_ABOUT THIS TASK_: In the records, from the first line to the line with "positive clicks: (229, 260) (269, 290)", switch "rough mask" to "coarse mask" and write those lines out again with nothing else changed.

_EXCERPTED RECORDS_:
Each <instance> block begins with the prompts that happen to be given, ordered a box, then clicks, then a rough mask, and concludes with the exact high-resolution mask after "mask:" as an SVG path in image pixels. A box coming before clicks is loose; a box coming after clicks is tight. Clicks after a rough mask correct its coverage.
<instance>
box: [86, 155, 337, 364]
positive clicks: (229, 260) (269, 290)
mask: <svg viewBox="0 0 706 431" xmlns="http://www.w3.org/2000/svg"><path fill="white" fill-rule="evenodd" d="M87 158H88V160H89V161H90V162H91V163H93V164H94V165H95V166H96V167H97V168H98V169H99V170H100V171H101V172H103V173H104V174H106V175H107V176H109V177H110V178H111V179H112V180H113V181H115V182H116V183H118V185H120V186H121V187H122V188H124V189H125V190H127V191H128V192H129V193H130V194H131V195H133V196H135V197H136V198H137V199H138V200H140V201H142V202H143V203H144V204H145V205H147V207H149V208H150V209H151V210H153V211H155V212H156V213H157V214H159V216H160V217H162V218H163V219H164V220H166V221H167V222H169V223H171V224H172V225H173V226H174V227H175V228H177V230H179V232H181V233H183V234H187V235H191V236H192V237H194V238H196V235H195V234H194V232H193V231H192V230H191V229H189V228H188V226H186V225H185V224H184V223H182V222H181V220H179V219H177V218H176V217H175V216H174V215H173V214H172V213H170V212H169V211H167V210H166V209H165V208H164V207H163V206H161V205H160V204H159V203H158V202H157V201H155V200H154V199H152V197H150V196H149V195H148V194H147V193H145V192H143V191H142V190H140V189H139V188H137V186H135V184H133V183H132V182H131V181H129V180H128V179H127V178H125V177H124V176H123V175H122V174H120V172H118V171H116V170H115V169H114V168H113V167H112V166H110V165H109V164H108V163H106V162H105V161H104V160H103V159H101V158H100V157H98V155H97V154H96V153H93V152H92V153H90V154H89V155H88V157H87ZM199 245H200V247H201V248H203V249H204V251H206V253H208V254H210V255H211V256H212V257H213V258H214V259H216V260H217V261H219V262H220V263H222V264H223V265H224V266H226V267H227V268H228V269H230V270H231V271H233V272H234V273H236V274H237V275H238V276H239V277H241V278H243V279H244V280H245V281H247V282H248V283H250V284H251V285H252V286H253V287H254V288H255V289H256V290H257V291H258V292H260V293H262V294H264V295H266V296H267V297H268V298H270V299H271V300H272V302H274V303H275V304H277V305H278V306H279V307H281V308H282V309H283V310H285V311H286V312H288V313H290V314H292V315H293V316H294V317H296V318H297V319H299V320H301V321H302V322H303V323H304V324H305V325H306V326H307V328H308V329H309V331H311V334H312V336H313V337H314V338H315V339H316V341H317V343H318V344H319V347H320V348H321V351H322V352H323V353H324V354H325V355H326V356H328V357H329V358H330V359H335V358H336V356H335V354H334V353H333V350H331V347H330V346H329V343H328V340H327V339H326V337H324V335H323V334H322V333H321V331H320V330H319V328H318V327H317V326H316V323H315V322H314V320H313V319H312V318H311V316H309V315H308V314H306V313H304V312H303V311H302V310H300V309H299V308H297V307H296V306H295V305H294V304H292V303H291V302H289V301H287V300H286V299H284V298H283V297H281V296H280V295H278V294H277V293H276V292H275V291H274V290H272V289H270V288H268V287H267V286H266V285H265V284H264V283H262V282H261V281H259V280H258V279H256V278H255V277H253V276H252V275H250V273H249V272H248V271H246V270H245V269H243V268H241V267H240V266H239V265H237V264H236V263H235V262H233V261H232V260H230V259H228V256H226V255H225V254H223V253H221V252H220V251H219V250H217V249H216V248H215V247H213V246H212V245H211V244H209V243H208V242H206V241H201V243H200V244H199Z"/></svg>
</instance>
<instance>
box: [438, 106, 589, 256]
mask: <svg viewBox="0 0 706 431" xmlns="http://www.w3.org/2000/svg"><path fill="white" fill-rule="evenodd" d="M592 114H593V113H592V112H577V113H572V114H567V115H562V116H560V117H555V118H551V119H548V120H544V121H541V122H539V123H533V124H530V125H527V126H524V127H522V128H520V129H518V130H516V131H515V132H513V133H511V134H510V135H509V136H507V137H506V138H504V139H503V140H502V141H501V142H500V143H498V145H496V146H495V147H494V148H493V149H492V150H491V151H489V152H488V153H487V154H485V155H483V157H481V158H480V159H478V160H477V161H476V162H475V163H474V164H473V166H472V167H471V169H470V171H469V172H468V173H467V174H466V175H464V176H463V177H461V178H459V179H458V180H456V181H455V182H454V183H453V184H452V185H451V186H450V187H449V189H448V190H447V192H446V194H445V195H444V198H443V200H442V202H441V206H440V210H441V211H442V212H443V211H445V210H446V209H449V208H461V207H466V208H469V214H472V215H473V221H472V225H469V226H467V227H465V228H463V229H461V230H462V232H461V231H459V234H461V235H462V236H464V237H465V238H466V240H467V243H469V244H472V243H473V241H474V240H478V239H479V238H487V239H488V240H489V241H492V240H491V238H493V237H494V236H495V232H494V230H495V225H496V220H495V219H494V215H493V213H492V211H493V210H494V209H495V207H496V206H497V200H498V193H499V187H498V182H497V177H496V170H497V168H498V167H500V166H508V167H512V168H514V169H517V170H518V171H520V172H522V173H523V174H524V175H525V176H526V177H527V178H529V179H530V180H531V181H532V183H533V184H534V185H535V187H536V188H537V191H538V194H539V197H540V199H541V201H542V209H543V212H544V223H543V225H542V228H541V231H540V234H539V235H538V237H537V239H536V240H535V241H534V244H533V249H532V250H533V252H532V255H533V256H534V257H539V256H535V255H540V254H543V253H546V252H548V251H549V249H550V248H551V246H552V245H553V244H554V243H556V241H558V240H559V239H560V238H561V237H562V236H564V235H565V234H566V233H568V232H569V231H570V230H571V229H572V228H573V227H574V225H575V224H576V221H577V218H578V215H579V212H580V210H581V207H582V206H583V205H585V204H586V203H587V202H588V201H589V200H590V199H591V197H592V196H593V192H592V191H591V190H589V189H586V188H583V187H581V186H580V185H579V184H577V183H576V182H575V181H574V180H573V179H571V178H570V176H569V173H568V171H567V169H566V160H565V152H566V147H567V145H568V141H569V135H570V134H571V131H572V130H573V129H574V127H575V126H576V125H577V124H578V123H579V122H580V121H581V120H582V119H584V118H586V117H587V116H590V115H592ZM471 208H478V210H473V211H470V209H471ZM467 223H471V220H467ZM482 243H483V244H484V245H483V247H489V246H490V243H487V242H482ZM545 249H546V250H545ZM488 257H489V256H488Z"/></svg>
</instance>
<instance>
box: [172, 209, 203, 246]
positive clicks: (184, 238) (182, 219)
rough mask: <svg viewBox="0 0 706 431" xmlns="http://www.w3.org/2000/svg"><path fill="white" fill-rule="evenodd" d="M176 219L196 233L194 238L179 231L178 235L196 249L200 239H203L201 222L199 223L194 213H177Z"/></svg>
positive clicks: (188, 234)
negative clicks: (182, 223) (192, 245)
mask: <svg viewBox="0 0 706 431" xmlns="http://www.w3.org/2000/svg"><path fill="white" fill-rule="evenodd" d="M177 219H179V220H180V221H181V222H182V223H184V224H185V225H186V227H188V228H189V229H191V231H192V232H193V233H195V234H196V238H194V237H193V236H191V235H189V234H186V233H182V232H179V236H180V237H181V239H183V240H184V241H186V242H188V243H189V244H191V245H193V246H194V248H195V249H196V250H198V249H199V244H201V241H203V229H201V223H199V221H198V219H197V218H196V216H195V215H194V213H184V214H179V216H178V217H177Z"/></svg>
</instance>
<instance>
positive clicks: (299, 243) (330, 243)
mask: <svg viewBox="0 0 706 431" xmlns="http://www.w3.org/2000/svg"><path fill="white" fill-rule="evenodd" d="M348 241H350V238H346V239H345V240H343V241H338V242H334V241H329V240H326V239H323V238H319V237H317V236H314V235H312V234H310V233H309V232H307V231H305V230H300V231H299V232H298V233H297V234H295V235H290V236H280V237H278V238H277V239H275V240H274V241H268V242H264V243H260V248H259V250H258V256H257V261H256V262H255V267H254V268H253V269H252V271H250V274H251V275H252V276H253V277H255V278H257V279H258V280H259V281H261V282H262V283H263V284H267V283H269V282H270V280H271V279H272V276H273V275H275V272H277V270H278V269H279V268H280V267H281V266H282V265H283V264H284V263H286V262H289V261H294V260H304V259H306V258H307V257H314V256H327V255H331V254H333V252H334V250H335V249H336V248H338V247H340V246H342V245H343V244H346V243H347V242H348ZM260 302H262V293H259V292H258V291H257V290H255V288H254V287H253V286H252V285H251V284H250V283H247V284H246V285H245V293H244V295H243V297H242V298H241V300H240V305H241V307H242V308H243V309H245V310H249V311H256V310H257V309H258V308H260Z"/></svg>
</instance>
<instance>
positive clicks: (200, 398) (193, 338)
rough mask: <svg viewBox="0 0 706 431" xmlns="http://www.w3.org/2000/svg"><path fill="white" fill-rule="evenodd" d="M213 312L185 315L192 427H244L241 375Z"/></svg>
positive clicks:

_RESPONSE AREA_:
Each <instance> block begins with the prompts that happen to be given, ordered a box, then clicks, then a coarse mask, and concludes with the exact high-resolution mask after "mask:" as an SVG path in image pixels. A box coming before clicks is loose; a box coming after clicks is tight. Clicks after a coarse mask correct its coverage.
<instance>
box: [86, 155, 337, 364]
positive clicks: (229, 260) (269, 290)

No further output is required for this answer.